(Petunjuk Tugas) Tampilkan secara utuh setiap baris materi di bawah ini yang memuat kata "pilaster".

(Entri Data)
++++++++

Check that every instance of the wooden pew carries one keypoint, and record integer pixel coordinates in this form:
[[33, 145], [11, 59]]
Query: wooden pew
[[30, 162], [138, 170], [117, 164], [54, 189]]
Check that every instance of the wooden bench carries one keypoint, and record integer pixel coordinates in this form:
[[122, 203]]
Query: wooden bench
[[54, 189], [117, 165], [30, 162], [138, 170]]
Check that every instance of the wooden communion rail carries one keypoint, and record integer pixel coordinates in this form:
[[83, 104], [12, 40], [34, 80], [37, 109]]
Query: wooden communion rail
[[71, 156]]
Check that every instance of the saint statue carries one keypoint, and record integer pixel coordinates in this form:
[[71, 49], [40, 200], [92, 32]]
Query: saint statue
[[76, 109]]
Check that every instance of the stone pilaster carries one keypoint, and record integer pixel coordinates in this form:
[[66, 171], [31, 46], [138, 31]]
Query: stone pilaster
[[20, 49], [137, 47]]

++++++++

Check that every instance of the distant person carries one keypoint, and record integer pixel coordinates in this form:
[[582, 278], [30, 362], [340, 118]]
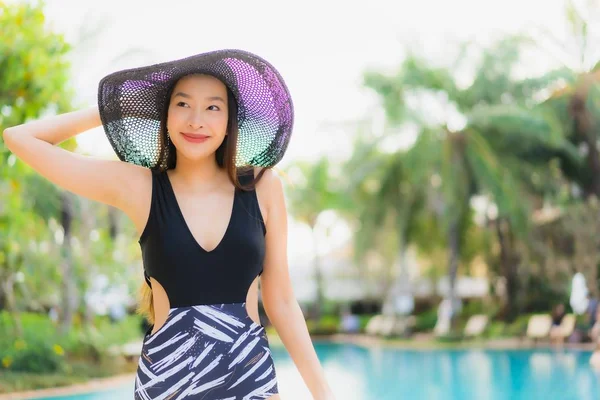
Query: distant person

++++++++

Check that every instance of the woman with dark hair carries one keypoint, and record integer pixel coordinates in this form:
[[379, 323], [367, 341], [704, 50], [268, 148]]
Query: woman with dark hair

++++++++

(Jawaban Latihan)
Check that every instance of the stone pilaster carries one keypoint, and record integer pixel coordinates in this form:
Query: stone pilaster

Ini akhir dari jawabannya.